╭──

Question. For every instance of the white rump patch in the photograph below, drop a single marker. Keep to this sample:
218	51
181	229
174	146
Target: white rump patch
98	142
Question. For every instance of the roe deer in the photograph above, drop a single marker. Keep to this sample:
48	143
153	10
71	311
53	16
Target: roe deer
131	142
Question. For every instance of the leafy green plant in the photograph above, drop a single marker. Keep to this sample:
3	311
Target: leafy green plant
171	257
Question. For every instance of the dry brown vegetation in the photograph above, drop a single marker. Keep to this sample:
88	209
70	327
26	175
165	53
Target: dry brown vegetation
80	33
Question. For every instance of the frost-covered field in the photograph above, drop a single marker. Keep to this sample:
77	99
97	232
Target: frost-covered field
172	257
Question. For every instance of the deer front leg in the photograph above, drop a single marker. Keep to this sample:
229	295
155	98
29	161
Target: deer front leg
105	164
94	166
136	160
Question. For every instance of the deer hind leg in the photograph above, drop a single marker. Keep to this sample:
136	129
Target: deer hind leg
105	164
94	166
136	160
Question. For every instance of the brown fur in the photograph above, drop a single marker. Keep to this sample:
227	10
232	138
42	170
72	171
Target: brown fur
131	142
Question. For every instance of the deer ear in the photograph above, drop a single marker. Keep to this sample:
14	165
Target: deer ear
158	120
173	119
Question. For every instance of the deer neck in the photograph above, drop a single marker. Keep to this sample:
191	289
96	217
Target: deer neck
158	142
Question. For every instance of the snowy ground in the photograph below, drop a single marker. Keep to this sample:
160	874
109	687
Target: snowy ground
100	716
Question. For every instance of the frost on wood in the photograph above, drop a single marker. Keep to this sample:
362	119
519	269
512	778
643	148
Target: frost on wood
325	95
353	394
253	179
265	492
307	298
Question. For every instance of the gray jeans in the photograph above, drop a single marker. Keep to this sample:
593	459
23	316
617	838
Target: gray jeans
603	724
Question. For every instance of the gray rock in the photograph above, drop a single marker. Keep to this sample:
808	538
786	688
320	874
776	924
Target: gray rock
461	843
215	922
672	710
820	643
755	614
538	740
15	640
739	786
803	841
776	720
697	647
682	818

╰──

▶ [Challenge] The records above need to be transcribed in full. Keep every character unchanged.

▶ [Correct output]
Question. For every instance of the white rump patch in the photograph below, drop a single marker. Keep to this sample:
218	51
181	229
174	146
Target: white rump patch
98	142
Question. For every instance of the roe deer in the photograph above, drop a single marker. Keep to this sample:
48	143
153	10
71	311
53	16
Target: roe deer
131	142
Question. For every instance of the leafy green plant in the photograph above, drop a single marker. Keep to this sample:
3	311
Target: leafy green plant
171	257
Question. For every instance of the dry brown vegetation in the photograph above, drop a single marker. Keep to this sample:
88	209
70	327
26	175
165	53
Target: dry brown vegetation
80	33
Question. For every instance of the frost-covered field in the photograph above, drop a single marker. Keep to this sample:
77	99
97	232
Target: frost-covered field
172	257
Question. For every instance of the deer front leg in the photograph above, drop a single marker. Keep to this sample:
229	295
155	98
29	161
Target: deer front leg
105	164
94	166
136	160
Question. For every instance of the deer hind leg in the photograph above, drop a single marker. Keep to this sample:
136	129
Target: deer hind leg
105	164
94	166
136	160
Question. For every instance of the brown fur in the photograph above, drop a single marker. Keep to this sample:
227	10
232	138
42	170
72	171
Target: brown fur
131	142
Question. For every instance of the deer ear in the photograph above, drop a single marker. Keep to this sample:
14	165
Target: deer ear
158	120
173	119
Question. For every instance of the deer neck in the photograph above, drop a single marker. Keep to this sample:
191	289
96	217
Target: deer neck
158	142
Question. For every instance of the snowy ground in the photograph below, drop a single marker. Keep to this sample:
160	874
109	687
Target: snowy ground
100	716
Question. For every instance of the frost on wood in the photograph above, drop a single marker. Keep to this sample:
362	119
519	269
512	778
643	148
Target: frost on wood
325	95
353	394
253	179
265	492
307	298
Question. For every instance of the gray jeans in the photograph above, drop a single marker. Keep to this sample:
593	459
23	316
617	838
Target: gray jeans
603	724
Question. For every instance of the gray rock in the photograph above, drop a single marker. Keep to this sample:
808	538
786	688
320	874
776	924
Target: gray rock
461	843
215	922
672	710
820	643
755	614
538	740
15	640
739	786
803	841
776	720
697	647
682	818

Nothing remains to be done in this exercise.